» TASK STATEMENT
Please reproduce every row below word for word, leaving out the pictures.

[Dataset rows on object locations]
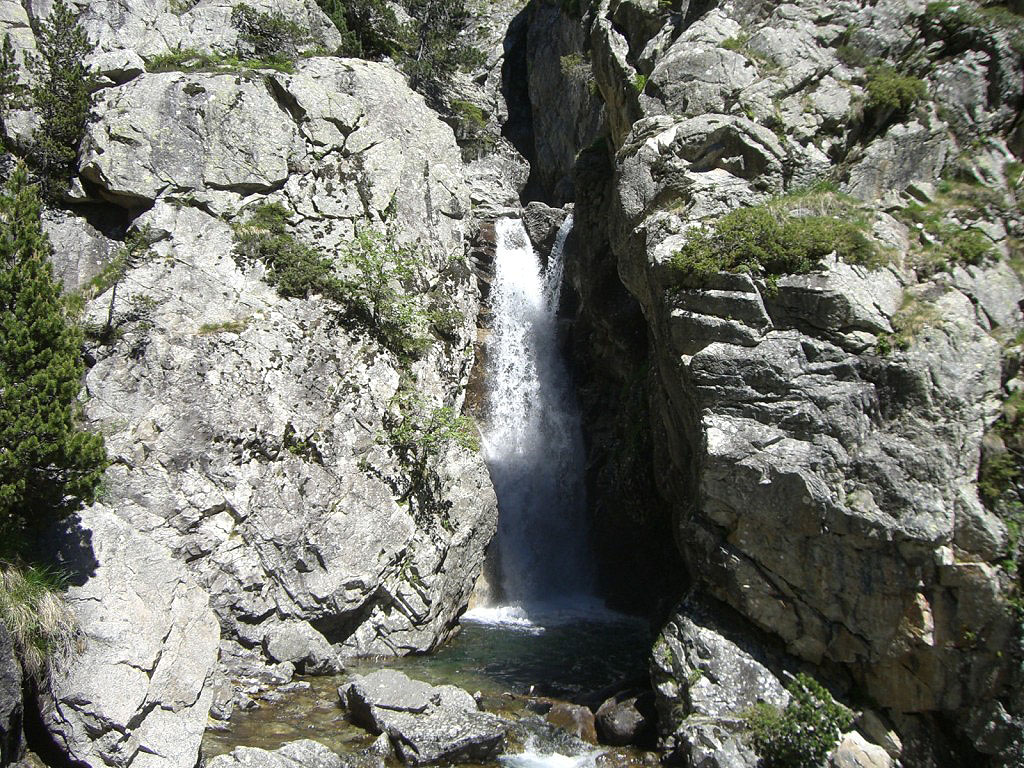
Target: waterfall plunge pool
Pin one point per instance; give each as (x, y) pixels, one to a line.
(557, 655)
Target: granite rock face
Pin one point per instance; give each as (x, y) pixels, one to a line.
(250, 434)
(256, 449)
(819, 483)
(138, 691)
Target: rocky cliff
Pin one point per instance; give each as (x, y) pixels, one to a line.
(815, 438)
(796, 451)
(258, 493)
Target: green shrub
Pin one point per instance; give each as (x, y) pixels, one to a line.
(41, 625)
(270, 36)
(60, 96)
(471, 128)
(803, 733)
(189, 59)
(419, 434)
(737, 43)
(369, 28)
(771, 241)
(376, 284)
(944, 241)
(891, 91)
(49, 466)
(434, 52)
(383, 271)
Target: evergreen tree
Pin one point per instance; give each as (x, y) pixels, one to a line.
(60, 96)
(435, 53)
(48, 465)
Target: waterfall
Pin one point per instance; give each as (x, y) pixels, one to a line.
(532, 440)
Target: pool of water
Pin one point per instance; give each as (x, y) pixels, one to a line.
(509, 664)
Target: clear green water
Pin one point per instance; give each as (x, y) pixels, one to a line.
(573, 662)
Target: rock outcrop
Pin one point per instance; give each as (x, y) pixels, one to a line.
(11, 710)
(138, 690)
(251, 435)
(427, 724)
(820, 480)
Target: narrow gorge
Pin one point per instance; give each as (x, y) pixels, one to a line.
(645, 391)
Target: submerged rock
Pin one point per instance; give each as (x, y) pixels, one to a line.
(427, 724)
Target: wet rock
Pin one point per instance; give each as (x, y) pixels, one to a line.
(298, 643)
(427, 724)
(854, 751)
(138, 693)
(303, 754)
(626, 719)
(10, 700)
(573, 719)
(706, 671)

» EXERCISE OUTPUT
Target: waterfall plunge pool
Pin one point per instance; give each as (x, y) pixels, one to a line.
(557, 655)
Target: granite rock face
Pin one point per instance; give each as (x, y) pixels, one to a line.
(250, 434)
(256, 449)
(819, 483)
(138, 691)
Target: rocky cliff
Pin one point per instance; give each as (x, y) pixels, one to a line.
(815, 438)
(796, 451)
(258, 493)
Target: green shrub
Pin one point per instance; give each as (x, y) pixels, one to a line.
(41, 625)
(270, 36)
(60, 96)
(471, 128)
(803, 733)
(189, 59)
(419, 434)
(737, 43)
(369, 28)
(771, 241)
(376, 284)
(944, 241)
(891, 91)
(49, 466)
(434, 52)
(383, 271)
Target: evergreen tree
Pin one point per instance; give each as (x, y) pixels, one to a line.
(60, 96)
(435, 53)
(48, 465)
Target: waterfall
Pin one point per instance; give each as (x, y) pixels, one to a line.
(532, 440)
Target: pool of water
Pin one point per instance; give each as (x, y) pixels, one to a line.
(509, 664)
Target: clear green water
Pin one point per instance; give each as (x, y) pixels, one to a line.
(573, 662)
Target: rock outcrop
Pin one point per instance; give each as (x, y) pixels, one to a line.
(11, 710)
(138, 690)
(251, 435)
(427, 724)
(820, 480)
Target: narrow gorge
Pin one point per instance; give each as (x, y) pixels, one to a line.
(645, 391)
Target: submerged rock
Pin one point per instance; give each as (x, y) pixels, one to a line.
(427, 724)
Target: wet rock
Pin one point per instance; give each as (x, y) pixels, one to a line.
(298, 643)
(427, 724)
(854, 751)
(138, 693)
(303, 754)
(626, 719)
(10, 700)
(573, 719)
(706, 671)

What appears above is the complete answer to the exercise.